Exactly reproduce the lines from the line containing "building roof and give integer pixel coordinates." to the end of the data below, inclusive, and nothing else.
══ DATA SECTION
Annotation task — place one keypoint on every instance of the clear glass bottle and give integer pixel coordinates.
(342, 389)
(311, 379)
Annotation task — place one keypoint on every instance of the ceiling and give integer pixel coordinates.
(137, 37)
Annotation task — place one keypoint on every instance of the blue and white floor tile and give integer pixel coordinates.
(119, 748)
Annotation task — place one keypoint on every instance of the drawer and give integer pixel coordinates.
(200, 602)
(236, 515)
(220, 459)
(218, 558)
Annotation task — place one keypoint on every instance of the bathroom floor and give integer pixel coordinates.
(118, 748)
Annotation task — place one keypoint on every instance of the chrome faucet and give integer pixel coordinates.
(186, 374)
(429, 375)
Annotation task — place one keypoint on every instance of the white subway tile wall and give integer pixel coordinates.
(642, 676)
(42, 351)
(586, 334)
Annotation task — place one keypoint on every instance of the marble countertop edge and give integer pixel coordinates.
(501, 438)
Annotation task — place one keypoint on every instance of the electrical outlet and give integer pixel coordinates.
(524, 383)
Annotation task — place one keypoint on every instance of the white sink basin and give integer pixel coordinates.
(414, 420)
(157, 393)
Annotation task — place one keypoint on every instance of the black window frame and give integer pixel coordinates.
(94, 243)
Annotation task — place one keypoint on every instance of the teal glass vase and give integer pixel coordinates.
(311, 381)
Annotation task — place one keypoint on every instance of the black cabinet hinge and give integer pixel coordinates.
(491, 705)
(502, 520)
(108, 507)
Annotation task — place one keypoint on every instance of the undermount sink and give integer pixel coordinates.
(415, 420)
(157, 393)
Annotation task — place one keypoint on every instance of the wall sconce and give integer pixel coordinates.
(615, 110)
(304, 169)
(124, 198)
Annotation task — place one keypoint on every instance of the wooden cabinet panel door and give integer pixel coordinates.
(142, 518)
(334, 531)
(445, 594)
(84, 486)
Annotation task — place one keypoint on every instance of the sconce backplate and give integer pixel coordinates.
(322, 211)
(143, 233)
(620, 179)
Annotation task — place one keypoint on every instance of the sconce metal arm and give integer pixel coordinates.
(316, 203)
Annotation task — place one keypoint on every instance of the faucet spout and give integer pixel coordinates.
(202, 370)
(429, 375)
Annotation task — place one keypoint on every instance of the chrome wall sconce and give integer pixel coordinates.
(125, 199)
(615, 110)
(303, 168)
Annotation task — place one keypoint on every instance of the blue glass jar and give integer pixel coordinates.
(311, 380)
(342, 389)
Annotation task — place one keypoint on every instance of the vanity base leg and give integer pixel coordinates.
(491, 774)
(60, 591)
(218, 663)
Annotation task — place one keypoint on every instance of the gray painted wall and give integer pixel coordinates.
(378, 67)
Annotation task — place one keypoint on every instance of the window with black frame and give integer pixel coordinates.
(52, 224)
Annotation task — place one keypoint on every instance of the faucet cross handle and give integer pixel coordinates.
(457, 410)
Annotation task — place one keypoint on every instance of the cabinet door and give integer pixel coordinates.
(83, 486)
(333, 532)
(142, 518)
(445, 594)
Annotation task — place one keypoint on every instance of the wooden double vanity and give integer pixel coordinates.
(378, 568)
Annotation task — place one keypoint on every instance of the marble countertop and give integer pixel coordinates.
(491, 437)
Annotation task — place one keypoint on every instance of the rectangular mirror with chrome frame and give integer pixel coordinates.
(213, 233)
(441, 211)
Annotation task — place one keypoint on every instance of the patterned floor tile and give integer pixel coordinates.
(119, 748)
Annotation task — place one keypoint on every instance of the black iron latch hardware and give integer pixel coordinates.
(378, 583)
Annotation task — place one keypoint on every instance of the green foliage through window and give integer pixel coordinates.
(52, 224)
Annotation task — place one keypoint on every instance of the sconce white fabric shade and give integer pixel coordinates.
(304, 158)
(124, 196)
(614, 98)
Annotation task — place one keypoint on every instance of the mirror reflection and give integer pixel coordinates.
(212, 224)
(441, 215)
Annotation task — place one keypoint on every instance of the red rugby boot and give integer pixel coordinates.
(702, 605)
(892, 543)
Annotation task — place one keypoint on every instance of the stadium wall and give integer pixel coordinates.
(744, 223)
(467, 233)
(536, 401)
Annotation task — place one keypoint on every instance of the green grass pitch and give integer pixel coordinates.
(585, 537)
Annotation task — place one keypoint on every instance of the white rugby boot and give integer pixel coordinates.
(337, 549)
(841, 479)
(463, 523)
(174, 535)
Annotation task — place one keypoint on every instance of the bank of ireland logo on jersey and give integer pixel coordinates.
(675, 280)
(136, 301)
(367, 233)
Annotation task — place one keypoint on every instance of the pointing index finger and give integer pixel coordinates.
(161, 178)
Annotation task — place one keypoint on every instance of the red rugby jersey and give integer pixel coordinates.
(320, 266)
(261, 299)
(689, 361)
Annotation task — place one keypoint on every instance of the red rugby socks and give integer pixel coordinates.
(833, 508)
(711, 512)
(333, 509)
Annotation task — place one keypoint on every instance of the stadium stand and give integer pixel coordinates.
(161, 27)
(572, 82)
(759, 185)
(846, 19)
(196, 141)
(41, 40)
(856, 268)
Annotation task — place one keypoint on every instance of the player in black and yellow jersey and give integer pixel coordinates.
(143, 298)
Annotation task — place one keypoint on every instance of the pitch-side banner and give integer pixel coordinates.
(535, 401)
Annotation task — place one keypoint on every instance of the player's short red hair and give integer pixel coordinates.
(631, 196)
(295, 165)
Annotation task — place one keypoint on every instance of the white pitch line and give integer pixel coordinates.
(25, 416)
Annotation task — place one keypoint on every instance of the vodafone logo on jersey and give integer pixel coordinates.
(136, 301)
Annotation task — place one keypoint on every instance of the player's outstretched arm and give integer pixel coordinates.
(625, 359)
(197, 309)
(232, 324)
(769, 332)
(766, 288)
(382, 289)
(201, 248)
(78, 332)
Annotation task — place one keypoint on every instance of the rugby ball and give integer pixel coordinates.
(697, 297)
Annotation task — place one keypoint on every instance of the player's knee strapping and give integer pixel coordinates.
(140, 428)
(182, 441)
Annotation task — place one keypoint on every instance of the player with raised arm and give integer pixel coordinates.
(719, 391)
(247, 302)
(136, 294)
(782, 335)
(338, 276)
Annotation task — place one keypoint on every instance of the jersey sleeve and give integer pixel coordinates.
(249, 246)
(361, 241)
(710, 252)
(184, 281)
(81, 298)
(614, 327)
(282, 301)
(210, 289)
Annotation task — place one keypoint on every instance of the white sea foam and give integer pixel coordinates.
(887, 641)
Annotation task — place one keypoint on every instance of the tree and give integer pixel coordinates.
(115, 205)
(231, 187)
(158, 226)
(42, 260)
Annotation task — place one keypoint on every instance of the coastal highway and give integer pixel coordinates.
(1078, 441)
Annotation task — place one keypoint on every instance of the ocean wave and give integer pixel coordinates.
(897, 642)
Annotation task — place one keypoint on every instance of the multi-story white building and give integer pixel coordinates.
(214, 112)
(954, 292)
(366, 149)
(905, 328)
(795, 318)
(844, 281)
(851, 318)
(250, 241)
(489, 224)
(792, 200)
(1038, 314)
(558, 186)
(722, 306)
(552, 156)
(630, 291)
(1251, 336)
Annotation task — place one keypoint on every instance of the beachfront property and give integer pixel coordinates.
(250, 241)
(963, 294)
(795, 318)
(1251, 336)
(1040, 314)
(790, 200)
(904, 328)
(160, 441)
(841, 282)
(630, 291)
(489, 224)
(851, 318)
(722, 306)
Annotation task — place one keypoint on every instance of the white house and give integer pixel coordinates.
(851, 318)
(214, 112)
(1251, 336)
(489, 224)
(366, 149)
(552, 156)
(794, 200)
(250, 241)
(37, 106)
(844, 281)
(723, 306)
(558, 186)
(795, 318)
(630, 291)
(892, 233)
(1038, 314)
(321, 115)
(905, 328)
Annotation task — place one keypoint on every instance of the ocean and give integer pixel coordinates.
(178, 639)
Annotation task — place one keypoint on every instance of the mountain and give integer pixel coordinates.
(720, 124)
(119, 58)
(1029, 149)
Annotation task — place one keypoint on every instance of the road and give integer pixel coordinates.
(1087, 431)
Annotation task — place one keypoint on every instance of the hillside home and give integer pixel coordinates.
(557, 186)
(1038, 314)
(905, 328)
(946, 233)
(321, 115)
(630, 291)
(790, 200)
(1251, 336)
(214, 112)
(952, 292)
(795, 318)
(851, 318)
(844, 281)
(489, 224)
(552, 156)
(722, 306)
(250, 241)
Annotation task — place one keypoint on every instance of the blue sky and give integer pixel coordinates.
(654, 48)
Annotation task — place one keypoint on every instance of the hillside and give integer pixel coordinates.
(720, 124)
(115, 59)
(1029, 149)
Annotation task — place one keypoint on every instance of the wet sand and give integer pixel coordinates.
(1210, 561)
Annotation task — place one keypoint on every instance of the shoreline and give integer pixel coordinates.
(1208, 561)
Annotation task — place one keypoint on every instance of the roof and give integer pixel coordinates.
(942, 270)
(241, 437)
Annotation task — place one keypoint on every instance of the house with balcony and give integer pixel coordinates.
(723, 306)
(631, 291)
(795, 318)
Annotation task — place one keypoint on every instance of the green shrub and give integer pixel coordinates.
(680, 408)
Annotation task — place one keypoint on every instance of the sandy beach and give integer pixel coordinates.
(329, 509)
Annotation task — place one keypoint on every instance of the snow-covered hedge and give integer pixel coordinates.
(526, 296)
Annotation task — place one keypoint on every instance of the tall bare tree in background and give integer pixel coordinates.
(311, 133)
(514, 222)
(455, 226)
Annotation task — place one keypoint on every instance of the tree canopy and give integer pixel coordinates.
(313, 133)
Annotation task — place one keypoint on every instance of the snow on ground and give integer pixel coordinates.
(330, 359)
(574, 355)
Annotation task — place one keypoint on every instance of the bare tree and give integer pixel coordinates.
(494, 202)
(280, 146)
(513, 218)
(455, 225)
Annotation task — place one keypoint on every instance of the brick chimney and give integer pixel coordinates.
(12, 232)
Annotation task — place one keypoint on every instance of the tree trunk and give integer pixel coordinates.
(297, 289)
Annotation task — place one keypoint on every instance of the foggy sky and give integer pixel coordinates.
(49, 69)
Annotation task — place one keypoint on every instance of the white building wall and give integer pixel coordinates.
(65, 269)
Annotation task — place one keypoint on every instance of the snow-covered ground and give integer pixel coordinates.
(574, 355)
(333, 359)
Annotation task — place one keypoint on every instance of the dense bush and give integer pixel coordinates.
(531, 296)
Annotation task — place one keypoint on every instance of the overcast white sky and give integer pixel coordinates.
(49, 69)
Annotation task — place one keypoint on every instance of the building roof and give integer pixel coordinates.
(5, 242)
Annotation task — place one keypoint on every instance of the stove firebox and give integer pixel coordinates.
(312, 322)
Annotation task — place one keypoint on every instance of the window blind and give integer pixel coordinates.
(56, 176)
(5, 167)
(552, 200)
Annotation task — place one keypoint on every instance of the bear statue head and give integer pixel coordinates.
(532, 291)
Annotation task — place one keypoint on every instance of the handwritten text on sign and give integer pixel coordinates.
════
§ SOLUTION BELOW
Annotation task — place one keypoint on every instance of the building roof and give integer pixel coordinates.
(5, 242)
Annotation task — place one keypoint on every instance of the stove firebox and give integer pixel coordinates.
(312, 322)
Annotation task — place one keypoint on every instance of the window blind and give integer pixel coordinates.
(56, 176)
(5, 167)
(552, 200)
Annotation task — place one keypoint on every instance of the bear statue head and give integer pixel coordinates.
(532, 291)
Annotation task — place one keypoint on every instance of the handwritten text on sign and give integer pixel coordinates.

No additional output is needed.